◆ Direction: Continue the passage below about St. Joseph's Oratory and the Sabbath, picking up right after its final sentence.

◆ Text shown:

____

It is an unforgettable experience to visit St. Joseph's Oratory in Montreal. Crowds that would be anonymous in the city below are now pilgrims, united in a purpose that makes them the people of God. On human faces, the colours of every race are seen, and many languages heard. The impression conveyed is one of a worldwide pilgrimage to the largest shrine in the world dedicated to Joseph, who for Christians is the foster-father of the Son of God. Never is this experience more vivid than on Sunday, the Christian Sabbath, when we honour God’s gift of rest.
Rabbi Abraham Joshua Heschel once wrote that the Sabbath is the great cathedral of the Jewish people. As a cathedral occupies space, the Sabbath occupies time. A city without necessary time to worship God produces a dull and grey landscape, industrial, cold, and lifeless. A culture without cathedrals of time, the weekly Sabbath, becomes hyperactive and exhausted, over-stimulated and bored, constantly consuming and never satisfied, anxious, addicted, and depressed.

____

◆ Recorded data:
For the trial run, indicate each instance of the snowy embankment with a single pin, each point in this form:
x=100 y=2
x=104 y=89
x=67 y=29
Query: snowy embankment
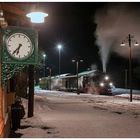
x=49 y=102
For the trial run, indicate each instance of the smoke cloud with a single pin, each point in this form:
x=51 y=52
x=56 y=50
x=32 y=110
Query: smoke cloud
x=114 y=22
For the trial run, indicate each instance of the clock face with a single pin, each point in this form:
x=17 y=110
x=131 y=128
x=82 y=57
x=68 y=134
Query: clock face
x=19 y=46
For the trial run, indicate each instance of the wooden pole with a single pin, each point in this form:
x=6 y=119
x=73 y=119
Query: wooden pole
x=31 y=91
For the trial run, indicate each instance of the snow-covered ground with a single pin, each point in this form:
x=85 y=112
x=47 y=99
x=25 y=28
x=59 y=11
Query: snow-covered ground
x=49 y=104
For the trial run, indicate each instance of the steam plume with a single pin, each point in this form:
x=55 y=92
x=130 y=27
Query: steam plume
x=114 y=22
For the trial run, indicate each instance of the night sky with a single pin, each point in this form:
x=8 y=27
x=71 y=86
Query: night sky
x=72 y=25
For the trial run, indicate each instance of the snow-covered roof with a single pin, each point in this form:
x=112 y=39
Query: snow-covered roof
x=87 y=72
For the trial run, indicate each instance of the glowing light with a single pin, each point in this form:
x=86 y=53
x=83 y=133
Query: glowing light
x=102 y=84
x=44 y=55
x=106 y=77
x=136 y=44
x=37 y=17
x=59 y=46
x=122 y=44
x=111 y=84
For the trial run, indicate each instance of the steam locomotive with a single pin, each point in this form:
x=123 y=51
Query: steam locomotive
x=93 y=81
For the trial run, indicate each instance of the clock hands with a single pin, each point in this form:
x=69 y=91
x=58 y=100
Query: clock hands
x=17 y=49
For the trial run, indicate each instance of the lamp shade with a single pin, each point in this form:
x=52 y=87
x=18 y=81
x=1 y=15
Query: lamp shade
x=37 y=17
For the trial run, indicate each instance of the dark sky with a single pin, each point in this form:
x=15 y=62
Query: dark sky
x=72 y=25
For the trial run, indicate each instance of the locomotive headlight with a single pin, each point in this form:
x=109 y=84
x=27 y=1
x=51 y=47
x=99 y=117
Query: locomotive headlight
x=106 y=77
x=102 y=84
x=111 y=84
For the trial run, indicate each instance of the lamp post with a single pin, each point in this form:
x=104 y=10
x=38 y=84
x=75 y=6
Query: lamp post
x=59 y=49
x=130 y=40
x=77 y=71
x=50 y=73
x=44 y=56
x=36 y=17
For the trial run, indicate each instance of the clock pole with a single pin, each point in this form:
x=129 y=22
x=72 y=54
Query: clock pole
x=31 y=91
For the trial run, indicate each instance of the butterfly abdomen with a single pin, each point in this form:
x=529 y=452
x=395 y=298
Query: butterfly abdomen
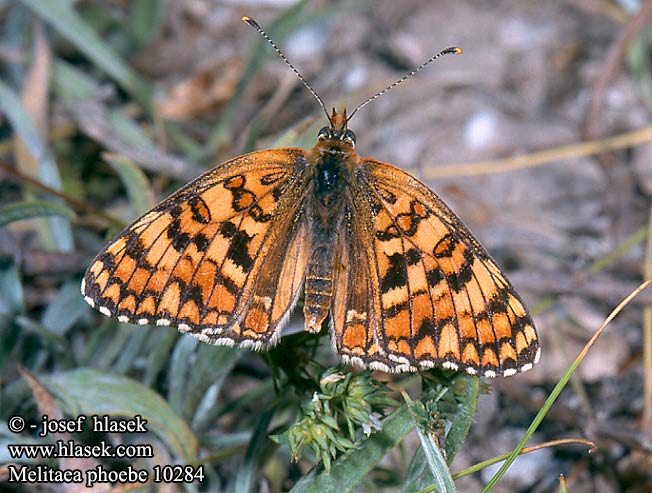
x=325 y=213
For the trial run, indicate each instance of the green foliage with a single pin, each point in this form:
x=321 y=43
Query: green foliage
x=329 y=421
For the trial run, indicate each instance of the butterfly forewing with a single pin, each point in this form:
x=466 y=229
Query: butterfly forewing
x=195 y=259
x=439 y=298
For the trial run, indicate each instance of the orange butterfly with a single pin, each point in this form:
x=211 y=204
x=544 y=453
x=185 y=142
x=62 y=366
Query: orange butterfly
x=405 y=283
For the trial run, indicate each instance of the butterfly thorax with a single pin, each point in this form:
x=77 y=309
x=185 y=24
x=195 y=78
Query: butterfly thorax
x=331 y=163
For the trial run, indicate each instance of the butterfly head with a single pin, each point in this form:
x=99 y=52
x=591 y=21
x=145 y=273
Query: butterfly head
x=337 y=134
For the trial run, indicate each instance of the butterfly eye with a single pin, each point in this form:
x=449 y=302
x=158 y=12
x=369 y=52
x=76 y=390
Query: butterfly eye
x=324 y=134
x=349 y=137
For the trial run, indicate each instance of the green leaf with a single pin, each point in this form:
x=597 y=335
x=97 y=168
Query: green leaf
x=65 y=309
x=72 y=27
x=24 y=126
x=280 y=28
x=443 y=482
x=461 y=422
x=244 y=479
x=347 y=471
x=211 y=367
x=70 y=83
x=27 y=209
x=141 y=196
x=87 y=391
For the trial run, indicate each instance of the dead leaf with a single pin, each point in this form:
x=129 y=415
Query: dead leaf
x=208 y=88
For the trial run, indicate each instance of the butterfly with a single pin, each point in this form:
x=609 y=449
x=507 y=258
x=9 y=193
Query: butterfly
x=403 y=283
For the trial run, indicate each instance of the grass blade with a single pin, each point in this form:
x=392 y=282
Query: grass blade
x=72 y=27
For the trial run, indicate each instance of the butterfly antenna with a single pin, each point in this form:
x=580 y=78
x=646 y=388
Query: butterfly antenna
x=448 y=51
x=248 y=20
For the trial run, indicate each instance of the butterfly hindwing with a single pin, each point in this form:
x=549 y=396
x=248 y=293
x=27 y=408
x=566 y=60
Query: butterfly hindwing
x=439 y=298
x=194 y=260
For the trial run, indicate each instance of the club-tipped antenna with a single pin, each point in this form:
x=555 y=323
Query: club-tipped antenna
x=453 y=50
x=248 y=20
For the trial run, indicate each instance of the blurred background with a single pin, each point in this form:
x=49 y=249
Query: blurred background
x=538 y=136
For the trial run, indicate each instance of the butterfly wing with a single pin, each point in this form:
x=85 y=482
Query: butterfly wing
x=198 y=260
x=438 y=298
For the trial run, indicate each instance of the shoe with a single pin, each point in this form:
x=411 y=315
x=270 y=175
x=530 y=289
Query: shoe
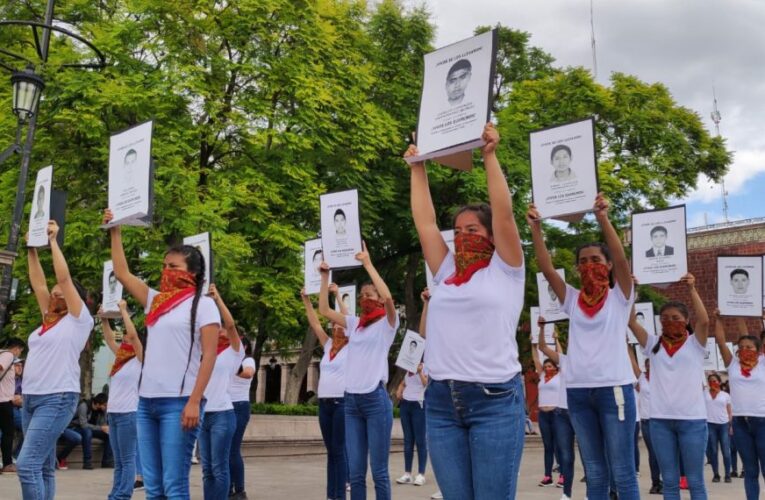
x=683 y=483
x=405 y=479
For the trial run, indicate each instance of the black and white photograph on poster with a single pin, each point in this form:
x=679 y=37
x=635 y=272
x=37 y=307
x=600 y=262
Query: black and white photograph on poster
x=456 y=95
x=412 y=349
x=347 y=295
x=739 y=286
x=40 y=213
x=659 y=246
x=644 y=316
x=203 y=243
x=448 y=237
x=341 y=228
x=130 y=176
x=549 y=306
x=312 y=259
x=564 y=171
x=112 y=292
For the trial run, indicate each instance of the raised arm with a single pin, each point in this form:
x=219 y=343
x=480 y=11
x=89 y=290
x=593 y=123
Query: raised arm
x=313 y=319
x=63 y=278
x=227 y=318
x=133 y=284
x=507 y=240
x=534 y=219
x=434 y=247
x=324 y=308
x=720 y=338
x=621 y=266
x=382 y=289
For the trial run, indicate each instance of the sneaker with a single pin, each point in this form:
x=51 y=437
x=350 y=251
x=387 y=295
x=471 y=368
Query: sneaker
x=405 y=479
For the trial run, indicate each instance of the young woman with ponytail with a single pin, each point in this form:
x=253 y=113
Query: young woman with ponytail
x=368 y=409
x=599 y=378
x=181 y=341
x=678 y=415
x=474 y=404
x=51 y=371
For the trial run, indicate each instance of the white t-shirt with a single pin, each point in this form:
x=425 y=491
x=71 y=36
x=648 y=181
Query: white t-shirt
x=123 y=390
x=746 y=393
x=167 y=349
x=332 y=373
x=472 y=327
x=549 y=392
x=596 y=346
x=677 y=382
x=217 y=390
x=53 y=362
x=644 y=397
x=717 y=408
x=413 y=388
x=239 y=388
x=367 y=363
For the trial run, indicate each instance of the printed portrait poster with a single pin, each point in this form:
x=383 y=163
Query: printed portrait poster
x=130 y=198
x=455 y=102
x=739 y=286
x=112 y=292
x=203 y=243
x=549 y=306
x=40 y=213
x=410 y=354
x=644 y=316
x=347 y=295
x=341 y=228
x=564 y=171
x=659 y=246
x=312 y=259
x=448 y=237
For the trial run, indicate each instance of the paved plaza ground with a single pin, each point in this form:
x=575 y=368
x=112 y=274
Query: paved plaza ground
x=302 y=477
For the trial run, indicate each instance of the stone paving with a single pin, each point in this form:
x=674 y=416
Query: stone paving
x=302 y=477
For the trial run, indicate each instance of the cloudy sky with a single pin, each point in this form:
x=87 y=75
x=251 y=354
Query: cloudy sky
x=689 y=45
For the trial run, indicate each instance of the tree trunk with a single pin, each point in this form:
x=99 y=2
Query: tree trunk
x=292 y=391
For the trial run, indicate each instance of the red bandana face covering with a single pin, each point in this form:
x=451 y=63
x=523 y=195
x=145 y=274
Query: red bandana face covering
x=472 y=252
x=674 y=333
x=748 y=359
x=371 y=311
x=175 y=286
x=594 y=290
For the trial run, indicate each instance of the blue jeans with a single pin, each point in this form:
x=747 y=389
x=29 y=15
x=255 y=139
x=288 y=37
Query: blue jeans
x=235 y=461
x=215 y=448
x=749 y=434
x=165 y=447
x=122 y=431
x=645 y=427
x=606 y=437
x=673 y=439
x=547 y=430
x=475 y=437
x=368 y=425
x=44 y=417
x=719 y=437
x=413 y=424
x=564 y=446
x=332 y=424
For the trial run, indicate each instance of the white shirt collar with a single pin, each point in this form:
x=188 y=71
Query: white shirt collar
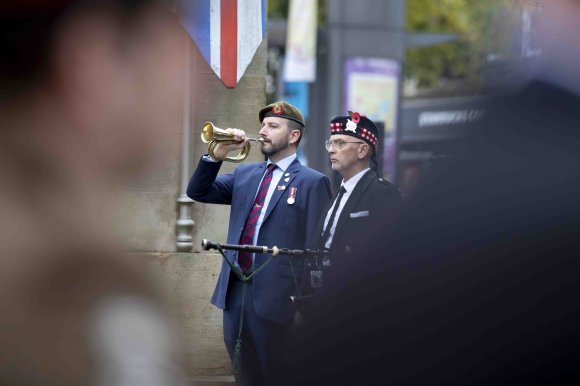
x=284 y=162
x=351 y=183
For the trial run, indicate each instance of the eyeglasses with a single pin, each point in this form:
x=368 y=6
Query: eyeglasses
x=338 y=144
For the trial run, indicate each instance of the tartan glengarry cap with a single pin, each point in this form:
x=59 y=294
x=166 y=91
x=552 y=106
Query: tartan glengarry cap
x=357 y=126
x=281 y=110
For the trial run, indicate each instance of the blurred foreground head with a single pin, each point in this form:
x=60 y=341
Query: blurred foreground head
x=93 y=82
x=87 y=89
x=475 y=281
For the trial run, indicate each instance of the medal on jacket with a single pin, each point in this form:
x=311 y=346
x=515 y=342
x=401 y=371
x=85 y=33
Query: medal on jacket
x=292 y=196
x=316 y=275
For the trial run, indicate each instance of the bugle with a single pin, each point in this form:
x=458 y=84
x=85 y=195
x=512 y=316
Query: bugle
x=213 y=135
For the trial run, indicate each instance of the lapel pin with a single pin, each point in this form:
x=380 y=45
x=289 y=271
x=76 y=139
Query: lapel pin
x=292 y=196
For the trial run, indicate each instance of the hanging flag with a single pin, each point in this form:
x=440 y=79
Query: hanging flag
x=227 y=33
x=300 y=60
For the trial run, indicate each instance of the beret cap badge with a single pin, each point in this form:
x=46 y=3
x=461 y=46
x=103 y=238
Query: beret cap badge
x=277 y=109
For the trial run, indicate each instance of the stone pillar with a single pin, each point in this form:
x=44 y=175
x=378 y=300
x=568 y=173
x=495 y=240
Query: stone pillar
x=157 y=218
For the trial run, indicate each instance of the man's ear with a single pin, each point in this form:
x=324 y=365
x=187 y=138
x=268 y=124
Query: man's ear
x=363 y=151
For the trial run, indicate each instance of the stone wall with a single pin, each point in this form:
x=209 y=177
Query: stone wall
x=187 y=280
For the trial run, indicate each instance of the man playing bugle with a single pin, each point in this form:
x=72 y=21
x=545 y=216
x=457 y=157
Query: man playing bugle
x=277 y=202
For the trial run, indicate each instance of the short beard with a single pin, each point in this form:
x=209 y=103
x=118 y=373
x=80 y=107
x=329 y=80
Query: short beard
x=274 y=149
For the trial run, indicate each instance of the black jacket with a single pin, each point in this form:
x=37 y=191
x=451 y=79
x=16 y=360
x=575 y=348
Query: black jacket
x=370 y=204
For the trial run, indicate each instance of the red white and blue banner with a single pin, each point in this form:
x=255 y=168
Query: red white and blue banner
x=227 y=33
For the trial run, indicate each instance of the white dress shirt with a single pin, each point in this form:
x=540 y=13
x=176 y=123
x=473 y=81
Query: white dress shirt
x=277 y=174
x=348 y=187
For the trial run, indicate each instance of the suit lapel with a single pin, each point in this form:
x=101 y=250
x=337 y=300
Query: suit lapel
x=252 y=188
x=292 y=170
x=353 y=199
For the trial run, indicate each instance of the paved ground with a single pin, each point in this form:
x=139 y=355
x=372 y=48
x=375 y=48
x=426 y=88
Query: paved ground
x=213 y=381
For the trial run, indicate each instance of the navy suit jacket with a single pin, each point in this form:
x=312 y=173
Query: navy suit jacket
x=285 y=226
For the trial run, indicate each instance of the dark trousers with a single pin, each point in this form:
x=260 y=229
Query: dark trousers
x=263 y=342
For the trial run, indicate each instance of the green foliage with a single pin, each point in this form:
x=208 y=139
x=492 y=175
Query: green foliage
x=479 y=30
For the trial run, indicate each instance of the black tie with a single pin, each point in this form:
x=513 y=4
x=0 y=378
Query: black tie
x=326 y=232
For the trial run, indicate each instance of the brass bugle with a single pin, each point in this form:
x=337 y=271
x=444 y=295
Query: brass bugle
x=213 y=135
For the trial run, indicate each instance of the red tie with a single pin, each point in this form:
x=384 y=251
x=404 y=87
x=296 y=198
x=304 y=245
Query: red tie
x=245 y=258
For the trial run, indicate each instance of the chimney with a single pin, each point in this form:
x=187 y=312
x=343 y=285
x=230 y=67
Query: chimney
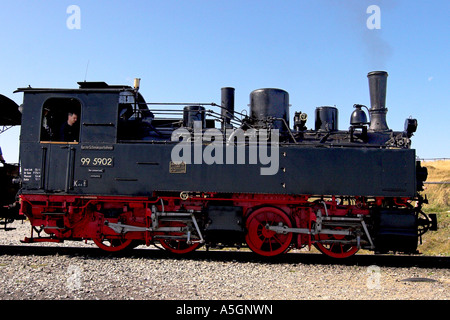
x=378 y=110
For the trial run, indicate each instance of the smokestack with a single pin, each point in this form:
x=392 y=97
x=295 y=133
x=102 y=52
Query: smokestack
x=227 y=105
x=378 y=110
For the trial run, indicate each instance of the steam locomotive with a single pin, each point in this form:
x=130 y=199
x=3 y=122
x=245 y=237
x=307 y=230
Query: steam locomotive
x=100 y=163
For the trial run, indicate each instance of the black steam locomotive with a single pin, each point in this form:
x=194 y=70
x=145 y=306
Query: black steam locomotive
x=100 y=163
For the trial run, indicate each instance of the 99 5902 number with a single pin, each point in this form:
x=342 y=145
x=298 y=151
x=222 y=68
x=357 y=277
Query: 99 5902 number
x=97 y=162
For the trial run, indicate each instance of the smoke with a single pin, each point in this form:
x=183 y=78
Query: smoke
x=375 y=49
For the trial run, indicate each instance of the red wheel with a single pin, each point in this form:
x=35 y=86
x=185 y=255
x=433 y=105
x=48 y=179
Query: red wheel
x=263 y=241
x=114 y=245
x=335 y=249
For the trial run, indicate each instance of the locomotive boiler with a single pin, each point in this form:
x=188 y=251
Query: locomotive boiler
x=126 y=172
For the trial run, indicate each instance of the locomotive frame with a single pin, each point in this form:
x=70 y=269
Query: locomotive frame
x=118 y=185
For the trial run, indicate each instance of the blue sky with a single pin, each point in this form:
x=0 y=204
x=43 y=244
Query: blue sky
x=320 y=51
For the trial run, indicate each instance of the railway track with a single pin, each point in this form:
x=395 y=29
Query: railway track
x=243 y=256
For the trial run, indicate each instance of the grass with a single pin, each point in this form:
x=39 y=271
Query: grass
x=437 y=243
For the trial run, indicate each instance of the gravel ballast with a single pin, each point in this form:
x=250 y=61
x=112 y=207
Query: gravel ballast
x=156 y=276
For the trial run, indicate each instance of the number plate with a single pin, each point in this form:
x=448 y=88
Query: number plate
x=97 y=161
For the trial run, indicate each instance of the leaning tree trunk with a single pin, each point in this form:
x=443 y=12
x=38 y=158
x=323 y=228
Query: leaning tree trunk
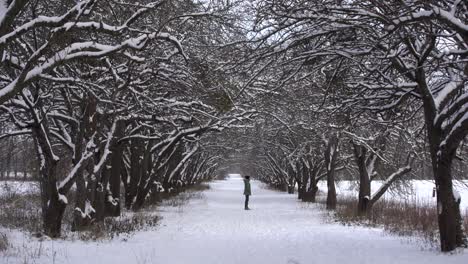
x=330 y=162
x=52 y=206
x=448 y=209
x=112 y=203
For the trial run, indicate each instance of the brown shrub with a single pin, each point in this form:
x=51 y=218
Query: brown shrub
x=4 y=244
x=408 y=218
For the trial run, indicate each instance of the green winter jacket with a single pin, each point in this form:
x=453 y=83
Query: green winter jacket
x=247 y=187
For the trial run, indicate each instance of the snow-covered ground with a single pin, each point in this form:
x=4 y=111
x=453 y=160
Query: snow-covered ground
x=19 y=187
x=216 y=229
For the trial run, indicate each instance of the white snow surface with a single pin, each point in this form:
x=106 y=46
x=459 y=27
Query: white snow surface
x=215 y=229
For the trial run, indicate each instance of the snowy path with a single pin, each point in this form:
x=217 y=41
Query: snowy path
x=279 y=229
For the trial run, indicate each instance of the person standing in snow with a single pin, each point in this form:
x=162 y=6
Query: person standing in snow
x=247 y=191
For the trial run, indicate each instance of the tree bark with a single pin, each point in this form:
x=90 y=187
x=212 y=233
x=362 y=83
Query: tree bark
x=364 y=180
x=330 y=162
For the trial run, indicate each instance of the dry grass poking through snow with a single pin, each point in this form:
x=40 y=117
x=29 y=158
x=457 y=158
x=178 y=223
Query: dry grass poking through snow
x=412 y=218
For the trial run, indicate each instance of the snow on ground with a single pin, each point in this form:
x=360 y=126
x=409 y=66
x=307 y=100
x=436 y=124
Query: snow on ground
x=418 y=191
x=216 y=229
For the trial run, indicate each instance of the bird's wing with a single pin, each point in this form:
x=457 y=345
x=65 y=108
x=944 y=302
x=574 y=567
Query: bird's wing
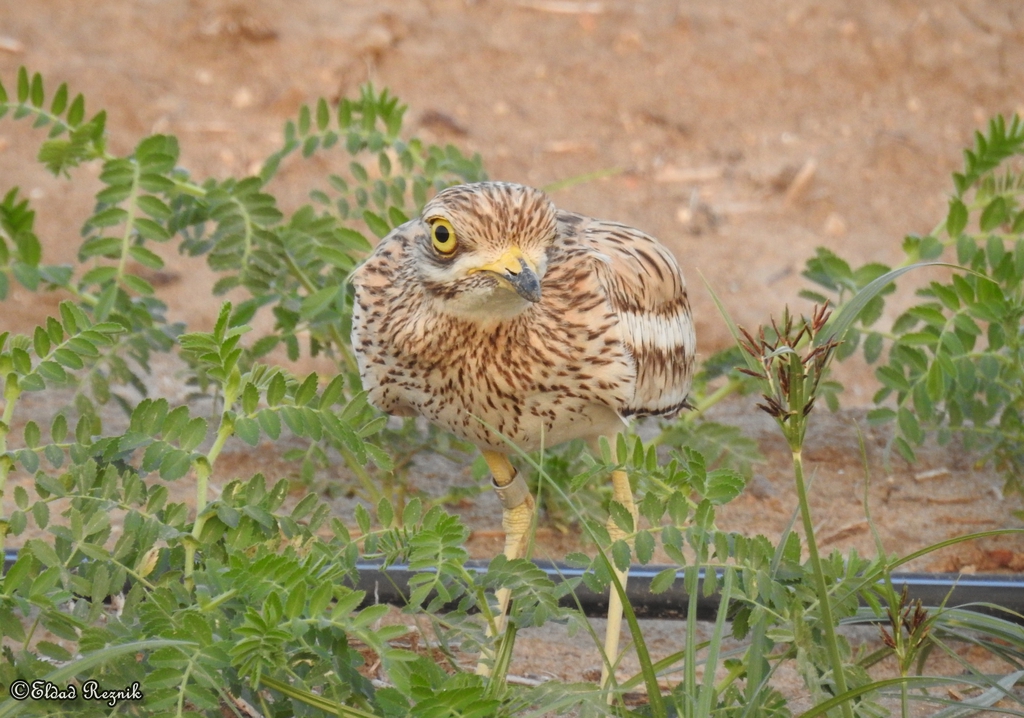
x=646 y=290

____

◆ Response to the exercise:
It resembles spiritually what a physical city looks like without churches, temples or other places of worship. Think of Nowa Huta, the Polish “worker’s paradise” outside Krakow, designed by atheistic communists to be a town without a church, an egregious omission finally corrected by the building of a church under the episcopacy of Cardinal Wojtyla, now better known as Saint John Paul II.
But we need not go to Europe to witness the loss first-hand. We can see it in our Canadian cities, towns and as our "cathedral of time," the Sabbath rest, disappears from our lives. We need to re-discover the gift and discipline of the Sabbath, along with the healing power of time as a wide-open expanse, with ample room for us to move about and breathe freely.
Sundays at St. Joseph's Oratory offer just a gift and a glimpse of what the world could be if only we made different choices. We could, if we chose, carry away the grace of the Oratory, the time to enjoy majesty of the mountain, the sublimity of the architecture, the security of the space. How? By choosing to go to Church and observe the Sabbath, and fill our houses with visible reminders of the presence of God.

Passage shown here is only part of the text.